> **Required tasks**:
1 - From the passage on data curation, list every influence it names as converging to bring about the age of data curators and data shoppers.
2 - Extend the passage on data curation, beginning directly after its final sentence.

As the world of data management grows and changes, the roles and participants in data ecosystems must adapt. With the convergence of several influences – big data, self-service analytics, self-service data preparation tools, data science practices, etc. – we’re moving rapidly into an age of data curators and data shoppers. Data shopper describes anyone who is seeking data to meet information or analytics needs. Data curator is a role that is responsible for overseeing a collection of data assets and making it available to and findable by data shoppers.
The word “curated” is used frequently today. The traditional use of the word is associated with collections of artifacts in a museum and works of art in a gallery. More recently, we’ve started to use the term to describe managed collections of many kinds, such as curated content at a website and curated music collections available from streaming services.
Curated data is a collection of datasets selected and managed to meet the needs and interests of a specific group of people. Every enterprise has groups of people with interest in collections of data. Note that the focus here is datasets – files, tables, etc. – that can be accessed and analyzed. The distinction between “collections of data” and “collections of datasets” is subtle but significant.
There are two essential components to making curated data a reality – data curating, and data cataloging. Curated data introduces a new data management role – the Data Curator. Curating data creates need for a new tool – the Data Catalog.
Data Curation – What, Why, and Who?
In the not too distant past nearly all of the data used by a business was created within the enterprise – transaction data from OLTP systems subsequently transformed to populate data warehouses. Adoption of big data changed that reality with an increasing share of data coming from external sources and, at least in an informal sense, becoming curated data. It is important to recognize that not all curated data is generated externally. Internal processes also create datasets that are curated. The trend toward data curation accelerates as the proportion of external data grows, and as datasets that blend internal and external data (data lake, data sandbox, etc.) gain attention and interest. Analytics processes may also generate new datasets that are subject to curation.

> **Recorded data**:
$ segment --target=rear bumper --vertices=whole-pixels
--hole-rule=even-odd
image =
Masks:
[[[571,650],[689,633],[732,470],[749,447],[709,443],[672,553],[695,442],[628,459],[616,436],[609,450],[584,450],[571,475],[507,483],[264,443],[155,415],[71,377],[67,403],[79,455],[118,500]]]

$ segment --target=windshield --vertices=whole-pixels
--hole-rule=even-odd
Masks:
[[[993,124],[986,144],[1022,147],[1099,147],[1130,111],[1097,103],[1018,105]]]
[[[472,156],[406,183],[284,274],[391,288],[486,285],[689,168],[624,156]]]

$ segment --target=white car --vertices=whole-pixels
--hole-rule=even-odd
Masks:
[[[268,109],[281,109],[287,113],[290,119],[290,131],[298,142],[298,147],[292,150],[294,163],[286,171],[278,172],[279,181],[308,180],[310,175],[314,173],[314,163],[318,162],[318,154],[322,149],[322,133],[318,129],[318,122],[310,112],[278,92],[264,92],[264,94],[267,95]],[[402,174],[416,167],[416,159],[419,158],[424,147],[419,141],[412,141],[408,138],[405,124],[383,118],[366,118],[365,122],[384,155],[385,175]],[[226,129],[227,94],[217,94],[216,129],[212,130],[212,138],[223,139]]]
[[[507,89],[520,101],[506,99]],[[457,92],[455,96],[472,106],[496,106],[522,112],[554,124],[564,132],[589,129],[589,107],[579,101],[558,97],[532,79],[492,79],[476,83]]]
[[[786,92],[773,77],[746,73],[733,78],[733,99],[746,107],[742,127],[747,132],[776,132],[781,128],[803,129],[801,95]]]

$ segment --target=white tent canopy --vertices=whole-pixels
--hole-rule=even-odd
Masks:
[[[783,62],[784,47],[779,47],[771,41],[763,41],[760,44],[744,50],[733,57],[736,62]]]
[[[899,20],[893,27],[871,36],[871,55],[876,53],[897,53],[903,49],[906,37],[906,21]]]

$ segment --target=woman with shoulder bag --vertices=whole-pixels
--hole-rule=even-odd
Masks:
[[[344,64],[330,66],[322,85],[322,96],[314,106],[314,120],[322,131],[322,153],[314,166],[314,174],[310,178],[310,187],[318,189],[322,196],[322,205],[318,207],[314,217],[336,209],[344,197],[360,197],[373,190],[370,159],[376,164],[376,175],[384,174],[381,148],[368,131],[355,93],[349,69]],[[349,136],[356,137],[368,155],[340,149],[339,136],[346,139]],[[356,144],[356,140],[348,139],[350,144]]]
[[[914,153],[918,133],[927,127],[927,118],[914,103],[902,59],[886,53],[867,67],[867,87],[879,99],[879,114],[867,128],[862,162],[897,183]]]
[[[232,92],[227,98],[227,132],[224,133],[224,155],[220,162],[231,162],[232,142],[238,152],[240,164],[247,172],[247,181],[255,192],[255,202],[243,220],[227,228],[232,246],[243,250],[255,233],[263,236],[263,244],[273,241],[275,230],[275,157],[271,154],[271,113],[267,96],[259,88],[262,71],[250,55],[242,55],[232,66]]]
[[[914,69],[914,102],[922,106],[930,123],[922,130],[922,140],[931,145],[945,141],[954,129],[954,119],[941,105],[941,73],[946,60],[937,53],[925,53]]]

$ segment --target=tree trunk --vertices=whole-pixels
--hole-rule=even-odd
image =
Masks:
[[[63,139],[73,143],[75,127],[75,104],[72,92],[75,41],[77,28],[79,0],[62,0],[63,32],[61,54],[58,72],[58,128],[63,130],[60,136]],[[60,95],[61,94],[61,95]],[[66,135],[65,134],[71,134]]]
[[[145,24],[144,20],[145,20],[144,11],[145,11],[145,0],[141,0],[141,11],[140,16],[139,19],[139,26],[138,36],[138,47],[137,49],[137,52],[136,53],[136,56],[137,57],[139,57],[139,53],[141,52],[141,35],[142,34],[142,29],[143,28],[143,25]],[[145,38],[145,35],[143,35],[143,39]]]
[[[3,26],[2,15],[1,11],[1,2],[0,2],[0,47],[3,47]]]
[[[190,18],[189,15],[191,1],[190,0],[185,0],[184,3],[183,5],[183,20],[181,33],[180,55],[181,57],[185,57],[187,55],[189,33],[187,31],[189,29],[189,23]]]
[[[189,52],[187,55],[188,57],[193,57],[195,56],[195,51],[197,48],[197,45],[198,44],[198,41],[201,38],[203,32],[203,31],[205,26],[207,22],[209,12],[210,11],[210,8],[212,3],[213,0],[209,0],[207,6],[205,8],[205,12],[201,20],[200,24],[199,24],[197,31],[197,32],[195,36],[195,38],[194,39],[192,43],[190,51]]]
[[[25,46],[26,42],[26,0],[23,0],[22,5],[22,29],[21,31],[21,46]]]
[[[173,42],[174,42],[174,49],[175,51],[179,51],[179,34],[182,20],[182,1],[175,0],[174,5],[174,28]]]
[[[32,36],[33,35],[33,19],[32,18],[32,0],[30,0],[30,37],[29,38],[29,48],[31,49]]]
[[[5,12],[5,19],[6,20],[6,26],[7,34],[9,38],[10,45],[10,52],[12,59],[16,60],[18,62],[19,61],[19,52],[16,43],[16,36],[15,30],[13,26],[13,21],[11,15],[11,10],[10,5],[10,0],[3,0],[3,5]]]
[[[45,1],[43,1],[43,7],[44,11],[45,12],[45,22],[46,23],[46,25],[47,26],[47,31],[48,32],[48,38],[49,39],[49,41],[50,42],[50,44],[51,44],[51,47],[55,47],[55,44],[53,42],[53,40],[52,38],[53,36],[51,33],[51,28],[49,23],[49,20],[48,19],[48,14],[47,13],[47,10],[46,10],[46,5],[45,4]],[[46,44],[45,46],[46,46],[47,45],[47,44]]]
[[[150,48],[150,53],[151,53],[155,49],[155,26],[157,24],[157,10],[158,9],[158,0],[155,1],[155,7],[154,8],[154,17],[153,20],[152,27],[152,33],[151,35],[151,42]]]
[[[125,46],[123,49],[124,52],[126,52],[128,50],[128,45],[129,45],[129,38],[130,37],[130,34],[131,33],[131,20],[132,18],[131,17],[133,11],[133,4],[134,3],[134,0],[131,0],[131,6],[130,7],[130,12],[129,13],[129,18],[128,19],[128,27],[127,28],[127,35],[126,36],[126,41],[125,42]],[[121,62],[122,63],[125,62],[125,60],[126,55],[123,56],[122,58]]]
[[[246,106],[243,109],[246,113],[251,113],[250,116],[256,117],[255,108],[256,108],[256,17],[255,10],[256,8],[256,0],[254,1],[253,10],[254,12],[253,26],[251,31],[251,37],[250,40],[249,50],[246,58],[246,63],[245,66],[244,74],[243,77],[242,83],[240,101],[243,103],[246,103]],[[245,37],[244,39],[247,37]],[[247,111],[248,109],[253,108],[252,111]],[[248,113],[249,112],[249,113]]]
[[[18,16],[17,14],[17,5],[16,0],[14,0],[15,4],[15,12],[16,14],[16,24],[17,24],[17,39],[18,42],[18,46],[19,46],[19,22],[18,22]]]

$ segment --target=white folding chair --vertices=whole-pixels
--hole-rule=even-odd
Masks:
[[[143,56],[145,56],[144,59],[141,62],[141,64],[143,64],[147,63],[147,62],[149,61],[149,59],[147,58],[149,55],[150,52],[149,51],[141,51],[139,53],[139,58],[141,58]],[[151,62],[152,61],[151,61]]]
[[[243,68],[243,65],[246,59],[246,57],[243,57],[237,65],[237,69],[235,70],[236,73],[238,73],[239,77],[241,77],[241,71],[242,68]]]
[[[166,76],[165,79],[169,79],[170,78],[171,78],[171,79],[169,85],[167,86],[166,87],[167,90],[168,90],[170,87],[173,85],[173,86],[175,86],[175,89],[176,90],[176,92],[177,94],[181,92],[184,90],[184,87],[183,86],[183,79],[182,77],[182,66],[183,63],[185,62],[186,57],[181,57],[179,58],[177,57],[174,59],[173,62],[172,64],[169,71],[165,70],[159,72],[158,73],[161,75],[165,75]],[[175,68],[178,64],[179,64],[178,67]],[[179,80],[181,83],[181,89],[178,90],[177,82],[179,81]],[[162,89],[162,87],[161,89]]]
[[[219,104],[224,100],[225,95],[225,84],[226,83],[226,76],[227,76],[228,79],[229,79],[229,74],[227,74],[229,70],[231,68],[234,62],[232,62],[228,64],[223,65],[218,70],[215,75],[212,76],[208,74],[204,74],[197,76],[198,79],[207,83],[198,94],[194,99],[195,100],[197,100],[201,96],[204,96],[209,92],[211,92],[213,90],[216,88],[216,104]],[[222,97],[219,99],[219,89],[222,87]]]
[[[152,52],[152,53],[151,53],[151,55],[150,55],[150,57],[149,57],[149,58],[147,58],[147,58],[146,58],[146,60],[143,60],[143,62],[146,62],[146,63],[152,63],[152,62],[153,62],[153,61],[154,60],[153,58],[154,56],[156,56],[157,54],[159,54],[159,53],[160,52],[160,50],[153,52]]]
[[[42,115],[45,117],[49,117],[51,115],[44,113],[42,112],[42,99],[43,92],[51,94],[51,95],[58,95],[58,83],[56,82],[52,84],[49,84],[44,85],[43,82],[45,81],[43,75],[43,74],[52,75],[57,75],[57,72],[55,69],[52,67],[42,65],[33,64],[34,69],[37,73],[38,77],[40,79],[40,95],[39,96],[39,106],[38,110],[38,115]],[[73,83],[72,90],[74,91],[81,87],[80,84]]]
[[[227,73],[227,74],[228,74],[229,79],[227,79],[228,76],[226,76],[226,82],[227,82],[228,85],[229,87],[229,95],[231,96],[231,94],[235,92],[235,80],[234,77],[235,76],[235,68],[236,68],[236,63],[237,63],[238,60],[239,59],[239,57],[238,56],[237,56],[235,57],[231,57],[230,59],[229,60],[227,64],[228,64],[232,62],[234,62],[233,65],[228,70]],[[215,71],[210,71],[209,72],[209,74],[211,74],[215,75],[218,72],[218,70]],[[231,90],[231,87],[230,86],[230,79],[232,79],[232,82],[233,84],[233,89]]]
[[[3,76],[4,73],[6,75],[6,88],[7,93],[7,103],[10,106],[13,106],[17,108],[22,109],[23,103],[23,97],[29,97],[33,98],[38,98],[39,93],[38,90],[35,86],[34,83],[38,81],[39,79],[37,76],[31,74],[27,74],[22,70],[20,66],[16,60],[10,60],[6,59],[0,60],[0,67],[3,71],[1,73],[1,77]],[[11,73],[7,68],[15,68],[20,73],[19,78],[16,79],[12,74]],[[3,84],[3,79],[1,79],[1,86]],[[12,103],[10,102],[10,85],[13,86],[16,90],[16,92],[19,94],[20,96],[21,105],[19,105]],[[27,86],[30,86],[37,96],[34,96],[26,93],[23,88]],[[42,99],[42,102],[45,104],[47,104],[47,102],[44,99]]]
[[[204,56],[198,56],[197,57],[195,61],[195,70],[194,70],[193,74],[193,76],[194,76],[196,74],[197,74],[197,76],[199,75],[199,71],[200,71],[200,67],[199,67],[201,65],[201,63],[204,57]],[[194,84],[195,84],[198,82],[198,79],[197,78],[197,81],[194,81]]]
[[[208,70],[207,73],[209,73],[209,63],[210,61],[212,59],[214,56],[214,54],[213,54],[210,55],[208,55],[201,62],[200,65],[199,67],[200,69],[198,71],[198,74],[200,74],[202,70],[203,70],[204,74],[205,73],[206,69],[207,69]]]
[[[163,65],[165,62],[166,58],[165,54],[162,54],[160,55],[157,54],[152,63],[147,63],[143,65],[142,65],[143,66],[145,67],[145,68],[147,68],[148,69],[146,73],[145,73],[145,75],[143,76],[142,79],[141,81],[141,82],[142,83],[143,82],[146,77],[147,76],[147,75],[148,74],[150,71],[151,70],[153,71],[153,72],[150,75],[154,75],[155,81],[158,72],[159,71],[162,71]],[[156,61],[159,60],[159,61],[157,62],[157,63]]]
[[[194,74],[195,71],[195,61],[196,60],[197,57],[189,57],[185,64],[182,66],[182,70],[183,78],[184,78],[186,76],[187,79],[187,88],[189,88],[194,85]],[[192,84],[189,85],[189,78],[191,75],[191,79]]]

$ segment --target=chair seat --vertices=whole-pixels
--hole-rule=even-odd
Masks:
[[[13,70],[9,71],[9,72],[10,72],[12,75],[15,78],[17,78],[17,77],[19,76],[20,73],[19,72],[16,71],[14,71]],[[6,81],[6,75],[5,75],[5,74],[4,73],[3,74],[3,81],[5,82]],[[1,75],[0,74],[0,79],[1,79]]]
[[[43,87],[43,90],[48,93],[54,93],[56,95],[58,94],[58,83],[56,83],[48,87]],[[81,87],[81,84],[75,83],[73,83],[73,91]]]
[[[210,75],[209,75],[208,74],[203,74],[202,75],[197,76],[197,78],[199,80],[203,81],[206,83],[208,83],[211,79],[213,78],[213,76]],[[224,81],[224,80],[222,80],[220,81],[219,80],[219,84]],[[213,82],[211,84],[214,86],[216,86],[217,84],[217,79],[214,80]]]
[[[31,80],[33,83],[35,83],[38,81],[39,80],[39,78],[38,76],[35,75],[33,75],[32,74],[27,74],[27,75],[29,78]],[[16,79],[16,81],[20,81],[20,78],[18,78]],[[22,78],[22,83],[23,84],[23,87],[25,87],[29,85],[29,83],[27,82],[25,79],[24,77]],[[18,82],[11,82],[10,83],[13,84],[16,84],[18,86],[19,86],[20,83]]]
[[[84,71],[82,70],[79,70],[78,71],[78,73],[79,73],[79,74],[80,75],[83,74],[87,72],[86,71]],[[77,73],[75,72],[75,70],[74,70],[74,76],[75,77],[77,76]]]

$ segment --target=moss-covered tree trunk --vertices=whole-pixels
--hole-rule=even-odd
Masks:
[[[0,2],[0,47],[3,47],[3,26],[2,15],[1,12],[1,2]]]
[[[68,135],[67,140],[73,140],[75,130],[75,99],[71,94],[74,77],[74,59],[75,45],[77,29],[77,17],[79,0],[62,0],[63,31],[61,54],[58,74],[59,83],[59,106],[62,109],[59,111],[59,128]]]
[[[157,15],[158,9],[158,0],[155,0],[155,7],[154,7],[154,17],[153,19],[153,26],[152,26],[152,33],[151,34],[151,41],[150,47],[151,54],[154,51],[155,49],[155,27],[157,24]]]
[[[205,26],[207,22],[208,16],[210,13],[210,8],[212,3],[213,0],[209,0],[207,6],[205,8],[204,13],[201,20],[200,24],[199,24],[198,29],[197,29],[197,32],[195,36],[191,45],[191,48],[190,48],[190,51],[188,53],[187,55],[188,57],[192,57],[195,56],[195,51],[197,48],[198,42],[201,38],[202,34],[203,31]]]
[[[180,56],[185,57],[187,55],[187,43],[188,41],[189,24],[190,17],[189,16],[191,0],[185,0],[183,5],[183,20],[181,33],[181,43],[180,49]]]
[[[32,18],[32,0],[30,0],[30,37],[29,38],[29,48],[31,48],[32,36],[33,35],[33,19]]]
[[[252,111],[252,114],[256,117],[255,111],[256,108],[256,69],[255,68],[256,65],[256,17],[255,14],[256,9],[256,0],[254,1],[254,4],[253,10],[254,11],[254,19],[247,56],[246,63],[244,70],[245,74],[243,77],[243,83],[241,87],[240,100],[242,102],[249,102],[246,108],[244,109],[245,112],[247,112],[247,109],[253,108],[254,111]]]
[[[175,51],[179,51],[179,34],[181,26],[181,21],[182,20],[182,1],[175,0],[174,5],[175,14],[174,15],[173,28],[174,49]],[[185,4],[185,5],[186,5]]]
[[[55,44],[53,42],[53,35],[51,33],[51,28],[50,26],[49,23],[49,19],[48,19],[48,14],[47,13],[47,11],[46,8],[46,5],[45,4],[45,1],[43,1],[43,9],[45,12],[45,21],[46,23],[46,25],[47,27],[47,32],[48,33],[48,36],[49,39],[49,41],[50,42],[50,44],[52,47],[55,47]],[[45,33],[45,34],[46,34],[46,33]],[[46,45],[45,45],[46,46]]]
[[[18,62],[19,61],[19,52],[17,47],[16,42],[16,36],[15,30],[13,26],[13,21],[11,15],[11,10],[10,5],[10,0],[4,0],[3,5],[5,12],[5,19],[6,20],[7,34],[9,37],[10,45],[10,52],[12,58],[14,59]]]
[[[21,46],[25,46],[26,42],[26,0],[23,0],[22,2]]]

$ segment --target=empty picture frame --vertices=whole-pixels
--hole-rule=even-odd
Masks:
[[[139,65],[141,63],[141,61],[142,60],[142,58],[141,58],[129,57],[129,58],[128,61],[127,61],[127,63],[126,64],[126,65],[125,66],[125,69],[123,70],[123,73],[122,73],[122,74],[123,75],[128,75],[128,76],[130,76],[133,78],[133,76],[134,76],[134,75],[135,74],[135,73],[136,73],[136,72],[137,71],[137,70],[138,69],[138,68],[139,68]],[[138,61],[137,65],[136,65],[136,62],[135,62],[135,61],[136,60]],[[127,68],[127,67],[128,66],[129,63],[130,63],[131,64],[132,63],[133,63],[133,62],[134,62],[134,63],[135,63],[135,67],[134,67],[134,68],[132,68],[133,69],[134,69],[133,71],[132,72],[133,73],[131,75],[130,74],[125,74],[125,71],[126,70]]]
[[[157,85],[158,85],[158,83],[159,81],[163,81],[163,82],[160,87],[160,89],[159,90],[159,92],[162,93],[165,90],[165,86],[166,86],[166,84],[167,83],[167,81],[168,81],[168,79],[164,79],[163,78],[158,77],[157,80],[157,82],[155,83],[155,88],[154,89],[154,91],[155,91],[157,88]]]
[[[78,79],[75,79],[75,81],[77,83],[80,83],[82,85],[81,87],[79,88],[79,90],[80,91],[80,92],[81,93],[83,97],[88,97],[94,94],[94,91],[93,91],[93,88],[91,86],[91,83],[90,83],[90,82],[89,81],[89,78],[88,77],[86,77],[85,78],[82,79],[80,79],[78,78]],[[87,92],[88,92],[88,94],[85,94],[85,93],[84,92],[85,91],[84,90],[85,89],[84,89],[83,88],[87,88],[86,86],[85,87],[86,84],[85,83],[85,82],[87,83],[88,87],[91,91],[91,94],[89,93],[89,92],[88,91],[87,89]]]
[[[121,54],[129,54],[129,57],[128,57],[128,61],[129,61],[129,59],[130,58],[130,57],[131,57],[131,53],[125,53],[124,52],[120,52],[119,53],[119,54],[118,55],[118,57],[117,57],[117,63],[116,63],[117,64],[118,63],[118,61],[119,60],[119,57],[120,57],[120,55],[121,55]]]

> **Answers by task**:
1 -
- Big data
- Self-service analytics
- Self-service data preparation tools
- Data science practices

2 -
To keep pace with accelerating data trends, we need to shift from informal curating to data curation that is planned, organized, and managed. Data Curator needs to be recognized as an important data management role with responsibilities to:
- Evaluate quality, veracity, and usefulness of datasets
- Select the datasets that constitute a curated data collection
- Describe datasets sufficiently to inform about content and usefulness
- Annotate datasets with additional information of value
- Categorize datasets, providing context and making them easily found
- Catalog datasets with metadata to search, locate, understand, access, and use them
- Hear user feedback and apply it to better inform future users of the data
- Archive datasets that are rarely accessed but should not be permanently deleted
- Preserve dataset quality and accessibility through the duration of their useful lifespan
The roles of Data Steward and Data Curator are related and somewhat overlapping. Stewards and curators working together maximizes the value of a data resource. Stewards and curators have different focuses. Curators collect and manage datasets (tables, files, etc.). Stewards focus at an abstract level on data concepts (subjects, entities, relationships) and at the implementation level on data elements. This table contrasts the difference in focus of stewards and curators.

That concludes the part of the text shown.